**WORK TO COMPLETE**
Return every record below exactly as written, but leave out the pictures.

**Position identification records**
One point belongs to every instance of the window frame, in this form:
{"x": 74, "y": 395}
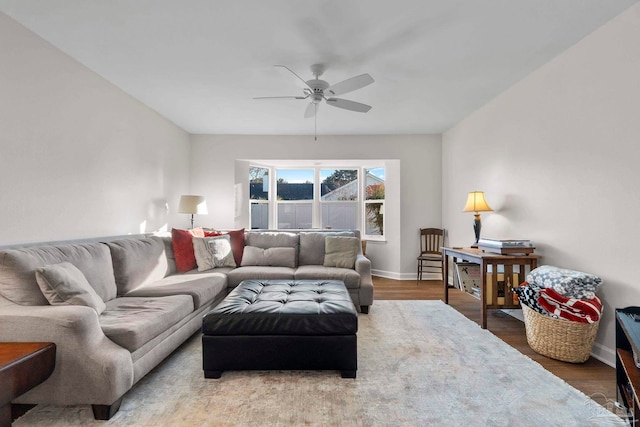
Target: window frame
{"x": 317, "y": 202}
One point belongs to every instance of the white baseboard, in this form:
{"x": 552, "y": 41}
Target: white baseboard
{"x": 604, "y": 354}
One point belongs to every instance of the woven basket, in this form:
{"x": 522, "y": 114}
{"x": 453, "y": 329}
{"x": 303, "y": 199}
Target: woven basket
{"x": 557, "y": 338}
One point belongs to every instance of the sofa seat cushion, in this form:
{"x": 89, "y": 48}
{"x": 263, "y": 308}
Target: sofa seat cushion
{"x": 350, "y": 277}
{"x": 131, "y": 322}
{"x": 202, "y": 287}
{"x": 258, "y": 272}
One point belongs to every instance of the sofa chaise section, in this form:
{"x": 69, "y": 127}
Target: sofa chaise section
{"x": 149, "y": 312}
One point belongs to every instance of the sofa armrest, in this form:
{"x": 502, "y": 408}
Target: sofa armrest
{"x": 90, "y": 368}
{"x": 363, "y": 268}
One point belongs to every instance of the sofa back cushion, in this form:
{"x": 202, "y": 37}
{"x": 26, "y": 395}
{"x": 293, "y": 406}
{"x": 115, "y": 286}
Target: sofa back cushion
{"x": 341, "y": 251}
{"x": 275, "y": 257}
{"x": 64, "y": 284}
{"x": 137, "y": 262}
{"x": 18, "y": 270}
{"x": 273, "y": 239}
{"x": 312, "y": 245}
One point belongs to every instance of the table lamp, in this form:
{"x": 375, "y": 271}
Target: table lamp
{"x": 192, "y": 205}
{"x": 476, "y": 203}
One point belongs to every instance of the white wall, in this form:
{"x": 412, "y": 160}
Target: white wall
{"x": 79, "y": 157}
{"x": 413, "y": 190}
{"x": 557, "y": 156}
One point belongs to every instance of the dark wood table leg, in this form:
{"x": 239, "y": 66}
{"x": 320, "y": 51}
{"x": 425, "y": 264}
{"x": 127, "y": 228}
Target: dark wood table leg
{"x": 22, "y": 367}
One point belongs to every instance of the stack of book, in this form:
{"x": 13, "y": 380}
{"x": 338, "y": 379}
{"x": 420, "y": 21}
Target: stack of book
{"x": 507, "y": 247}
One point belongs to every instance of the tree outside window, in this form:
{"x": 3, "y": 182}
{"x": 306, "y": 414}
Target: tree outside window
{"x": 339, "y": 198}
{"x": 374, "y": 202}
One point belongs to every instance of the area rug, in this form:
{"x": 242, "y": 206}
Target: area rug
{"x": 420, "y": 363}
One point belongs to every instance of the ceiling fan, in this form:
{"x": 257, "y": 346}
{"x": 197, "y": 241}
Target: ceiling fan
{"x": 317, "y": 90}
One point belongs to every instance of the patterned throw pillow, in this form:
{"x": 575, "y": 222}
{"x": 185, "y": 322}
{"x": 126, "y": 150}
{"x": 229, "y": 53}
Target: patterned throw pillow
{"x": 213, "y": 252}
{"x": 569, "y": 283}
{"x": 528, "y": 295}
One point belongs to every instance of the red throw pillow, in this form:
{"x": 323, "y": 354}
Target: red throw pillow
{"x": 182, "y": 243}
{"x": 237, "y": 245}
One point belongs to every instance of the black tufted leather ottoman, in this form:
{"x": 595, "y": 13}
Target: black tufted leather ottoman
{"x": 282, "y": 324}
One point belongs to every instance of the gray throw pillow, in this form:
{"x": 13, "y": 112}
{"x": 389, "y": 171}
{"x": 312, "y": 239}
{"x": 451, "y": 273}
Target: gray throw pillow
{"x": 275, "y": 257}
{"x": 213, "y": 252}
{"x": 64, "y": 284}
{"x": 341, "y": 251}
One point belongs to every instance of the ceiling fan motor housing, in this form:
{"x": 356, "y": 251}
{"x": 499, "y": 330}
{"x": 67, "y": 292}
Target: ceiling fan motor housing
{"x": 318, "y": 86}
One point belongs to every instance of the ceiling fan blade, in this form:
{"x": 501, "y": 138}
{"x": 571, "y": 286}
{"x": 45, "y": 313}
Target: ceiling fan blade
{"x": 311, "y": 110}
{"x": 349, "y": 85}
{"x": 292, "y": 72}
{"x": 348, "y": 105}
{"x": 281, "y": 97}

**RESPONSE BELOW**
One point belongs to every instance of the window frame, in this form:
{"x": 74, "y": 395}
Target: window frame
{"x": 317, "y": 202}
One point belongs to every instance of the white baseboard, in this form:
{"x": 552, "y": 41}
Target: white baseboard
{"x": 604, "y": 354}
One point belongs to every instance of the woven basket, in this form:
{"x": 522, "y": 114}
{"x": 453, "y": 329}
{"x": 303, "y": 199}
Target: woven basket
{"x": 557, "y": 338}
One point belongs to every instance of the sofa seat cushion, in this form:
{"x": 89, "y": 48}
{"x": 263, "y": 308}
Target: sofa seat cushion
{"x": 350, "y": 277}
{"x": 131, "y": 322}
{"x": 202, "y": 287}
{"x": 258, "y": 272}
One point belongs to every instance of the sofa chaise section, in this form:
{"x": 69, "y": 127}
Target: sofa chaise section
{"x": 149, "y": 312}
One point belongs to every instance of the sofa armrest, in this form:
{"x": 502, "y": 408}
Target: sofa armrest
{"x": 90, "y": 368}
{"x": 363, "y": 268}
One point belongs to every instance of the sofa back cushion, in this form:
{"x": 202, "y": 37}
{"x": 26, "y": 395}
{"x": 293, "y": 406}
{"x": 115, "y": 286}
Target: sofa back cushion
{"x": 341, "y": 251}
{"x": 275, "y": 257}
{"x": 64, "y": 284}
{"x": 137, "y": 262}
{"x": 18, "y": 270}
{"x": 273, "y": 239}
{"x": 312, "y": 245}
One point belongs to every instance of the table lamp, in this form:
{"x": 375, "y": 271}
Target: table lamp
{"x": 192, "y": 205}
{"x": 476, "y": 203}
One point belongs to every instance of the white wall, in this form:
{"x": 412, "y": 160}
Target: white wall
{"x": 79, "y": 157}
{"x": 413, "y": 190}
{"x": 557, "y": 156}
One point belongs to every instance of the dark wood table leg, in this form:
{"x": 239, "y": 66}
{"x": 320, "y": 51}
{"x": 425, "y": 264}
{"x": 127, "y": 228}
Target: dark wood table leg
{"x": 22, "y": 367}
One point belongs to every instance of the stack of book, in this form:
{"x": 13, "y": 380}
{"x": 338, "y": 379}
{"x": 420, "y": 21}
Target: stack of book
{"x": 507, "y": 247}
One point belongs to every instance of the tree outside window, in this form:
{"x": 3, "y": 182}
{"x": 306, "y": 414}
Target: tree outside window
{"x": 339, "y": 198}
{"x": 374, "y": 202}
One point belongs to every instance of the area rug, in this form:
{"x": 242, "y": 206}
Target: area rug
{"x": 420, "y": 363}
One point belongs to every instance of the ceiling fan, in this form:
{"x": 257, "y": 346}
{"x": 197, "y": 241}
Target: ceiling fan
{"x": 317, "y": 90}
One point belongs to every instance of the patterned throw pillow, in this form:
{"x": 575, "y": 222}
{"x": 185, "y": 322}
{"x": 126, "y": 150}
{"x": 229, "y": 53}
Target: patterned throw pillow
{"x": 213, "y": 252}
{"x": 569, "y": 283}
{"x": 528, "y": 295}
One point belongs to every instance of the red throw pillow, in this form:
{"x": 323, "y": 354}
Target: red throw pillow
{"x": 182, "y": 243}
{"x": 237, "y": 245}
One point belongs to every instance of the black tufted leather ottoman, in this form:
{"x": 595, "y": 13}
Target: black tufted leather ottoman
{"x": 282, "y": 324}
One point belongs to every instance of the gray throw pillow, in this form:
{"x": 13, "y": 112}
{"x": 389, "y": 171}
{"x": 312, "y": 239}
{"x": 451, "y": 273}
Target: gray throw pillow
{"x": 275, "y": 257}
{"x": 213, "y": 252}
{"x": 64, "y": 284}
{"x": 341, "y": 251}
One point belongs to every instance of the ceiling fan motor housing, in this form:
{"x": 356, "y": 251}
{"x": 499, "y": 330}
{"x": 67, "y": 292}
Target: ceiling fan motor housing
{"x": 318, "y": 86}
One point belongs to every instance of the ceiling fan blade, in this form:
{"x": 501, "y": 138}
{"x": 571, "y": 286}
{"x": 45, "y": 313}
Target: ceiling fan blade
{"x": 311, "y": 110}
{"x": 349, "y": 85}
{"x": 292, "y": 72}
{"x": 348, "y": 105}
{"x": 281, "y": 97}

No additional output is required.